# [Problem]
Each line of the data needs to be transcribed exactly.
-- Listed records follows --
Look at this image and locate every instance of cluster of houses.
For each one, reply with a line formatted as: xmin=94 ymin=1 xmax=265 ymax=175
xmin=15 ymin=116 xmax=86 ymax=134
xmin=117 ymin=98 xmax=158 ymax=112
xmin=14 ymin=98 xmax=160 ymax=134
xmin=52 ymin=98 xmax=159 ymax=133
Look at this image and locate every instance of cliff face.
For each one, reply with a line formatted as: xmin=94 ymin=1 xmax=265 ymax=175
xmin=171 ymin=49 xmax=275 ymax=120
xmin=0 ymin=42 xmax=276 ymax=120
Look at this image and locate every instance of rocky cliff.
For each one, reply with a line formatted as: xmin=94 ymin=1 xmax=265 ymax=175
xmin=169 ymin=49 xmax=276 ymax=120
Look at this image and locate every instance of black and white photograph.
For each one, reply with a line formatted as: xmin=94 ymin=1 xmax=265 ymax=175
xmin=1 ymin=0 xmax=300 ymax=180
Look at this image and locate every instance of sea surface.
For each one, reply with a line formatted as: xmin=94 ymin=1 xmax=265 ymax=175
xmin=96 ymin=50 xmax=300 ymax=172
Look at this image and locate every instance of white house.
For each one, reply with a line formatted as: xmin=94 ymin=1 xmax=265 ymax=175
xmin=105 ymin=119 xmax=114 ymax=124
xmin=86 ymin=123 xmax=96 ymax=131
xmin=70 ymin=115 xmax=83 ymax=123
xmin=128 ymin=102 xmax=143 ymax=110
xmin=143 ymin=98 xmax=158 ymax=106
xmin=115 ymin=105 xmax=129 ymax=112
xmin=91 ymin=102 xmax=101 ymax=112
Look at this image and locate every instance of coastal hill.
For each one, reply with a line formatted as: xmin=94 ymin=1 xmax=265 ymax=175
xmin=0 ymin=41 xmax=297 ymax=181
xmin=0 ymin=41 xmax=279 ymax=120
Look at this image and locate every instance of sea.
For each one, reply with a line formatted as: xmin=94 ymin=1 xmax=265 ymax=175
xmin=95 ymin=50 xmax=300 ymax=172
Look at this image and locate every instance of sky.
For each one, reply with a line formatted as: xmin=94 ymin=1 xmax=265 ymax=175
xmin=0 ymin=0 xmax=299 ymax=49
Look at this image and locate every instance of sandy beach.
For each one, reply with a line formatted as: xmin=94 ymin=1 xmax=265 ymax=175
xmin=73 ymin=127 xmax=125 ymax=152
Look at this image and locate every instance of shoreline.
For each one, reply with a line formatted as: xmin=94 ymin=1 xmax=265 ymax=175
-- Listed records concluded --
# [Result]
Look at this image and locate every instance of cluster of houses.
For each one, reply with a line formatted as: xmin=94 ymin=1 xmax=265 ymax=175
xmin=15 ymin=116 xmax=86 ymax=134
xmin=117 ymin=98 xmax=158 ymax=112
xmin=14 ymin=98 xmax=160 ymax=134
xmin=52 ymin=98 xmax=159 ymax=133
Look at this image and locate every instance of cliff face.
For each one, reply with a line formatted as: xmin=94 ymin=1 xmax=265 ymax=175
xmin=171 ymin=49 xmax=275 ymax=120
xmin=0 ymin=42 xmax=276 ymax=120
Look at this image and locate every instance of rocky cliff.
For each one, reply with a line formatted as: xmin=94 ymin=1 xmax=265 ymax=175
xmin=169 ymin=49 xmax=276 ymax=120
Look at this image and locate every instance of black and white photograph.
For each one, reply with a line formatted as: xmin=94 ymin=1 xmax=265 ymax=175
xmin=1 ymin=0 xmax=300 ymax=180
Look at this image and locate every instance of sea surface.
For each one, reply with a line formatted as: xmin=94 ymin=1 xmax=265 ymax=175
xmin=96 ymin=50 xmax=300 ymax=172
Look at this image and locate every instance of white house.
For each one, reply with a line formatted as: xmin=94 ymin=1 xmax=265 ymax=175
xmin=105 ymin=119 xmax=114 ymax=124
xmin=86 ymin=123 xmax=96 ymax=131
xmin=70 ymin=115 xmax=83 ymax=123
xmin=128 ymin=102 xmax=143 ymax=110
xmin=143 ymin=98 xmax=158 ymax=106
xmin=115 ymin=105 xmax=129 ymax=112
xmin=91 ymin=102 xmax=101 ymax=112
Look at this image and locate every instance of coastal hill.
For each one, reply with a line formatted as: xmin=94 ymin=1 xmax=265 ymax=175
xmin=0 ymin=41 xmax=297 ymax=181
xmin=0 ymin=41 xmax=279 ymax=120
Look at this image and locate every instance of sea.
For each one, reply with a line formatted as: xmin=94 ymin=1 xmax=265 ymax=175
xmin=95 ymin=50 xmax=300 ymax=172
Look at this image and locate every instance of sky.
For each one, reply with a line formatted as: xmin=94 ymin=1 xmax=265 ymax=175
xmin=0 ymin=0 xmax=299 ymax=49
Look at this image and locate every instance of sandy beach.
For each one, reply with a line formatted as: xmin=94 ymin=1 xmax=265 ymax=175
xmin=73 ymin=127 xmax=125 ymax=152
Look at this image and locate every instance of shoreline.
For each one, reply with a line formatted as: xmin=94 ymin=1 xmax=265 ymax=175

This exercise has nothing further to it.